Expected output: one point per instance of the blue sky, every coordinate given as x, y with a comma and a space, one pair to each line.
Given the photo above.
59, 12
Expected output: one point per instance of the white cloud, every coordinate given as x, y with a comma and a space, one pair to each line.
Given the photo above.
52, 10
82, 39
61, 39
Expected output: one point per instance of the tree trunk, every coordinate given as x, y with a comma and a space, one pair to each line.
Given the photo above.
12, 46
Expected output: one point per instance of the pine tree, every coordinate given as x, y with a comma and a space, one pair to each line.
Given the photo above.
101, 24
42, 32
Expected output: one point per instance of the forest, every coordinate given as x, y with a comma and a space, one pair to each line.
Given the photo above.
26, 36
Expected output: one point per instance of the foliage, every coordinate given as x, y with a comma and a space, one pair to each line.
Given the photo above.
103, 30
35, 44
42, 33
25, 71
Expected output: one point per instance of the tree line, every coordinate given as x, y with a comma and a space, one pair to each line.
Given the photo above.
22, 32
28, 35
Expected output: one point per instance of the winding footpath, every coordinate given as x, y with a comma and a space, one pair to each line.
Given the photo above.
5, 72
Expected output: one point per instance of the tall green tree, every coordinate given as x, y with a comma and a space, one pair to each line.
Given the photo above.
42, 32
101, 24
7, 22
□ □ □ □ □ □ □
Write the records out again, character for character.

EXERCISE OUTPUT:
Expected output: one point per instance of the blue sky, every coordinate given as x, y with a comma and a space, one pair to each line.
Given the photo above.
59, 12
Expected output: one point per instance of the white cloud, every coordinate given as x, y with a comma and a space, one pair to each line.
Given the photo above.
52, 10
82, 39
61, 39
Expected output: one point per instance of the tree trunk, every coordinate given as x, y with a comma and a space, one pair to each line.
Given the photo above.
12, 46
Expected output: one point per instance of the pine tree, every coordinate given as x, y with a comma and a space, one pair to each line.
Given the photo above.
101, 24
42, 32
Expected output: one point per instance of the forest, every coordinate given as x, y with a comma and a space, one pair to each line.
Given the photo above.
26, 36
Expected output: one point per instance of the foliage, every coordinate given as x, y with a comma and a space, one pair to each line.
Given the photo above.
103, 30
35, 44
42, 33
25, 71
Expected output: one point per instance of the tree line, every coordinate given as x, y with a comma and a space, one pair to each line.
Given the photo above.
22, 32
28, 35
Expected output: one point per instance of the winding footpath, every coordinate given as x, y with a comma and a space, one pair to each line.
Given the photo above.
5, 72
Expected output: one point per instance of the tall green tree, every coordinate given as x, y with a comma and a space, one pair to each line.
Given the photo above.
42, 32
101, 24
7, 22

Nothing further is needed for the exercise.